• **Job a**:
Using the news excerpt, explain in one to three sentences why the State Department is releasing Clinton's emails in batches every 30 days.

• **Text segment**:
######

State Department spokesman John Kirby said the emails, covering March through December 2009, would be posted online.

“There’s been nothing but nearly nonstop work on this” since the last group of emails was released, Kirby told reporters at a State Department briefing in which he acknowledged the inconvenient timing. “You have to understand the enormity of the task here. It is a lot of stuff to go through.”

The release comes as part of a court mandate that the agency release batches of Clinton’s email correspondence from her time as secretary of state every 30 days starting June 30. The goal is for the department to publicly unveil 55,000 pages of her emails by Jan. 29, 2016. They were sent from the personal email address Clinton used when she was secretary.

Clinton has said she wants the department to release the emails as soon as possible. The disclosure that she conducted State Department business on a private email account has been a controversy for her campaign.

The State Department’s planned release of the emails came amid word that the GOP-led House committee investigating the deadly 2012 attacks in Benghazi, Libya, will hold a public business meeting next week to vote on whether to release the transcript of longtime Clinton confidant Sidney Blumenthal’s deposition.

Blumenthal testified behind closed doors for more than eight hours earlier this month, and Democrats have been pressing the panel to release the full transcript.

The committee, led by Republican Rep. Trey Gowdy of South Carolina, had released Blumenthal’s emails with Clinton.

######

• **Job b**:
Rewrite the rows below with "Query" changed to "Target", keeping everything else the same. Omit the pictures from your answer.

• **Data lines**:
######

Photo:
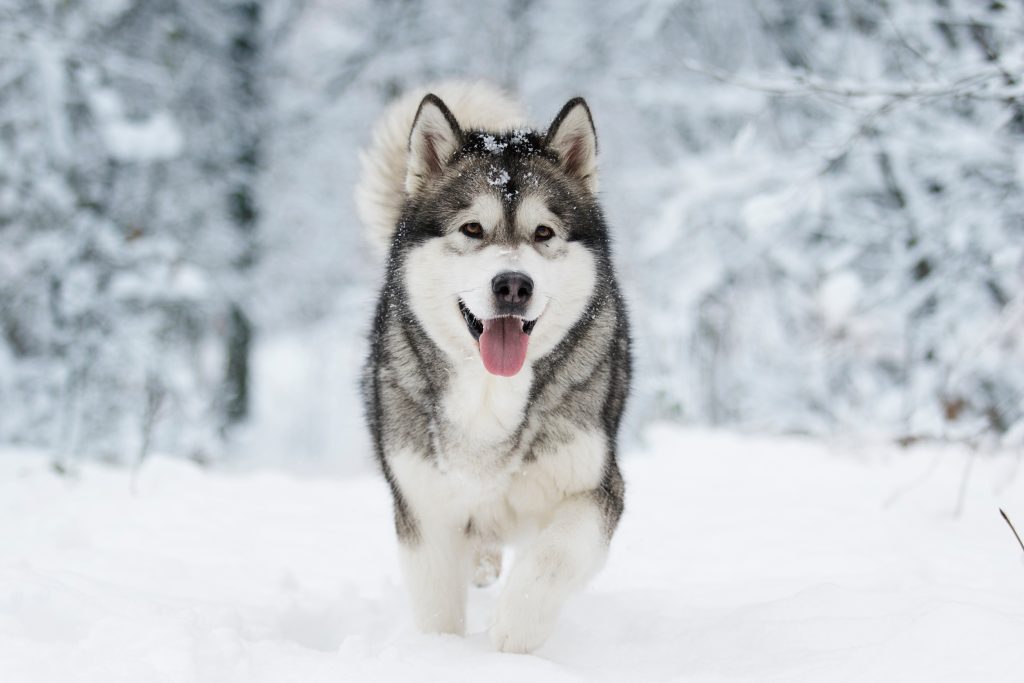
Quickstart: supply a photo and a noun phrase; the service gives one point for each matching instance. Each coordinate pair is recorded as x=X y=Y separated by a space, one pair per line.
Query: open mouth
x=503 y=341
x=476 y=326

######

• **Full output a**:
A court mandate requires the department to release batches of Clinton's email correspondence from her time as secretary of state every 30 days, starting June 30. The goal is to make 55,000 pages of her emails public by Jan. 29, 2016.

• **Full output b**:
Photo:
Quickstart: supply a photo and a noun phrase; the service gives one point for each matching instance. Each coordinate pair is recorded as x=X y=Y separated by a space, one pair per line.
Target: open mouth
x=503 y=341
x=476 y=326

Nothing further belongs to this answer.